* TRY IT *
A faithful, complete copy of the entries below is required, with images removed.

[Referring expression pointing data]

□ □ □ □ □ □ □

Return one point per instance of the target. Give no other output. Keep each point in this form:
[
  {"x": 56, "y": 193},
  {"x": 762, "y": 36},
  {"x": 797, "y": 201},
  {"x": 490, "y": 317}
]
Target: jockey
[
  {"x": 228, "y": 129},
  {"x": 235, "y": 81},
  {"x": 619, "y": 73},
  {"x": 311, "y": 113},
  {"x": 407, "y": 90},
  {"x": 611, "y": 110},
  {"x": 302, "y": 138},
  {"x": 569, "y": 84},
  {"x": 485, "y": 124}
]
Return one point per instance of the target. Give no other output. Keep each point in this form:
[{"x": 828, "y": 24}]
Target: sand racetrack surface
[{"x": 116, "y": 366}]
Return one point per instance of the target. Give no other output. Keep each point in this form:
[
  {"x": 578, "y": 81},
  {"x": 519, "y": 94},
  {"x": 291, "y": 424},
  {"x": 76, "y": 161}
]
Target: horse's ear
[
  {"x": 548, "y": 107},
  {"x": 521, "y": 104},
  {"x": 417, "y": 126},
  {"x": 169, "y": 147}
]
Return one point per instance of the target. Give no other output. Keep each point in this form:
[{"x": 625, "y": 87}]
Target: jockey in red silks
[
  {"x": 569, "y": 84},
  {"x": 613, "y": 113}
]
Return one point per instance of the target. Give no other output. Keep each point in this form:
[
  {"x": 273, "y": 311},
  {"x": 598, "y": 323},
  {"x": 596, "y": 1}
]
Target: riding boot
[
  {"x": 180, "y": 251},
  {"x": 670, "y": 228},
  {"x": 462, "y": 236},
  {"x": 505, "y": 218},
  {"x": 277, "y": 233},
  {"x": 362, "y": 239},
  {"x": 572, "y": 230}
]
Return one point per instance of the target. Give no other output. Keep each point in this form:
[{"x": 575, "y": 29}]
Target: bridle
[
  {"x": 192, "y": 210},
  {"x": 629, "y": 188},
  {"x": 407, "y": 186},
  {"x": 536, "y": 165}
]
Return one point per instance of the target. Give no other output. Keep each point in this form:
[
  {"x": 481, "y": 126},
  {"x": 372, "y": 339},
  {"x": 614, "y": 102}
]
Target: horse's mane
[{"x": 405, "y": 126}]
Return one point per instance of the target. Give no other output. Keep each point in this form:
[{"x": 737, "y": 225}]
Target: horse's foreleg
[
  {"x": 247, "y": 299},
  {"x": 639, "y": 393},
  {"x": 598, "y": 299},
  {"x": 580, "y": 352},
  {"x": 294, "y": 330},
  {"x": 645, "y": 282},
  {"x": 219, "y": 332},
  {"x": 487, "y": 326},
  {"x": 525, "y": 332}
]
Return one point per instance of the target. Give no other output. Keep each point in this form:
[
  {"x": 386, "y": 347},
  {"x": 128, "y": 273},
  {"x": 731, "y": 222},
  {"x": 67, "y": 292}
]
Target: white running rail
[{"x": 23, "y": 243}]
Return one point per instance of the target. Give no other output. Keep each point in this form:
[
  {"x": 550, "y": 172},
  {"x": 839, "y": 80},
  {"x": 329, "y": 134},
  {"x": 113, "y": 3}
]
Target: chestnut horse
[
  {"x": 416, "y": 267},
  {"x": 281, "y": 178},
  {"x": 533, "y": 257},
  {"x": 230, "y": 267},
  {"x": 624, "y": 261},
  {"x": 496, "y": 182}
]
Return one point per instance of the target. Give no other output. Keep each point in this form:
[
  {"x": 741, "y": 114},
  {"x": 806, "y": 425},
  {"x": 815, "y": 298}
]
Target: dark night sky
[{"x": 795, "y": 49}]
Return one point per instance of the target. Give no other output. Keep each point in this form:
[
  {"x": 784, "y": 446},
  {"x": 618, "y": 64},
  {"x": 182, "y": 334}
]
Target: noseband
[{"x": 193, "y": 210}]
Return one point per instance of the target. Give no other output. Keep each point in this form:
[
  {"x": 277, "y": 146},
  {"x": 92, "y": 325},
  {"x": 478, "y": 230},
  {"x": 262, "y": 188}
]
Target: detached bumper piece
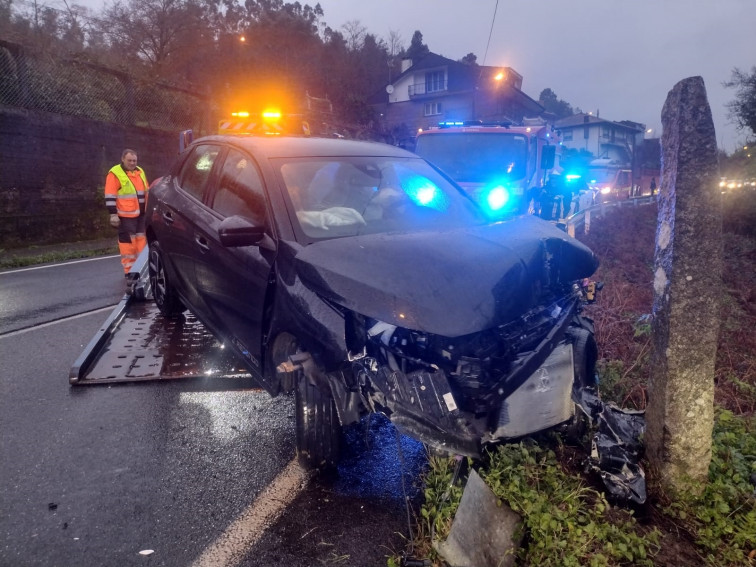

□ □ □ □ □ □ □

* RESULT OF THE TASK *
Return one point per instance of the target. Give no other output. Keep each point in this form:
[
  {"x": 56, "y": 193},
  {"x": 762, "y": 36},
  {"x": 797, "y": 201},
  {"x": 490, "y": 317}
]
Target: jockey
[
  {"x": 228, "y": 129},
  {"x": 235, "y": 81},
  {"x": 619, "y": 73},
  {"x": 311, "y": 113},
  {"x": 407, "y": 90},
  {"x": 611, "y": 110},
  {"x": 302, "y": 138},
  {"x": 569, "y": 84},
  {"x": 485, "y": 124}
]
Return one point per instance of the target. Give no other output. Keep each point in this form:
[{"x": 828, "y": 24}]
Target: sand racetrack surface
[{"x": 116, "y": 366}]
Return one point per instance of the target. Give no other output. Keep each point in this form:
[
  {"x": 578, "y": 81},
  {"x": 519, "y": 94},
  {"x": 291, "y": 424},
  {"x": 76, "y": 161}
]
Target: horse's ear
[
  {"x": 548, "y": 107},
  {"x": 521, "y": 104},
  {"x": 417, "y": 126},
  {"x": 169, "y": 147}
]
Return one point per instance of the target. Give no other output. Keep each point in this form:
[{"x": 625, "y": 87}]
Target: jockey in red silks
[
  {"x": 569, "y": 84},
  {"x": 613, "y": 113}
]
Return one point per instance of the target. Give no other output. Keep each point in this form:
[
  {"x": 273, "y": 311},
  {"x": 598, "y": 323},
  {"x": 596, "y": 1}
]
Target: riding boot
[
  {"x": 180, "y": 251},
  {"x": 670, "y": 228},
  {"x": 462, "y": 236},
  {"x": 505, "y": 218},
  {"x": 277, "y": 233},
  {"x": 362, "y": 239},
  {"x": 572, "y": 230}
]
Return one point per instance of the target. Give no other output. Keep each point in this form:
[{"x": 575, "y": 29}]
Target: bridle
[
  {"x": 192, "y": 210},
  {"x": 629, "y": 188},
  {"x": 407, "y": 186},
  {"x": 536, "y": 165}
]
Return one point per instance of the target. Give no other output. Keep each point in this form:
[
  {"x": 481, "y": 126},
  {"x": 372, "y": 339},
  {"x": 614, "y": 102}
]
Target: horse's mane
[{"x": 405, "y": 126}]
Return one point per instance of the target. Give no other output. Keep each point in this form:
[{"x": 737, "y": 225}]
Target: horse's foreleg
[
  {"x": 247, "y": 299},
  {"x": 639, "y": 393},
  {"x": 598, "y": 299},
  {"x": 580, "y": 352},
  {"x": 294, "y": 330},
  {"x": 645, "y": 282},
  {"x": 219, "y": 332},
  {"x": 487, "y": 326},
  {"x": 525, "y": 332}
]
Return one point per instance of the target. Give no other output. Keep each point in this form:
[
  {"x": 386, "y": 347},
  {"x": 128, "y": 273},
  {"x": 731, "y": 222},
  {"x": 67, "y": 292}
]
Target: white running rail
[{"x": 23, "y": 243}]
Return one point per instance of the target. Give no other output. Keep each point in this form:
[
  {"x": 550, "y": 172},
  {"x": 839, "y": 80},
  {"x": 329, "y": 134},
  {"x": 113, "y": 3}
]
Target: chestnut horse
[
  {"x": 416, "y": 267},
  {"x": 281, "y": 178},
  {"x": 533, "y": 257},
  {"x": 230, "y": 267},
  {"x": 624, "y": 261},
  {"x": 496, "y": 182}
]
Return one point per instance of the target. Give no other output. Keep each point in this form:
[
  {"x": 741, "y": 114},
  {"x": 806, "y": 425},
  {"x": 815, "y": 298}
]
Target: dark night sky
[{"x": 795, "y": 49}]
Return one point per instance of the target. Give no other output. Keep each point in this form:
[
  {"x": 784, "y": 446},
  {"x": 618, "y": 64},
  {"x": 182, "y": 334}
]
Target: noseband
[{"x": 193, "y": 210}]
Return one point per instance of the target. Give no other output. Keep each point in this form:
[
  {"x": 277, "y": 146},
  {"x": 92, "y": 325},
  {"x": 478, "y": 230},
  {"x": 262, "y": 188}
]
Target: detached bumper piece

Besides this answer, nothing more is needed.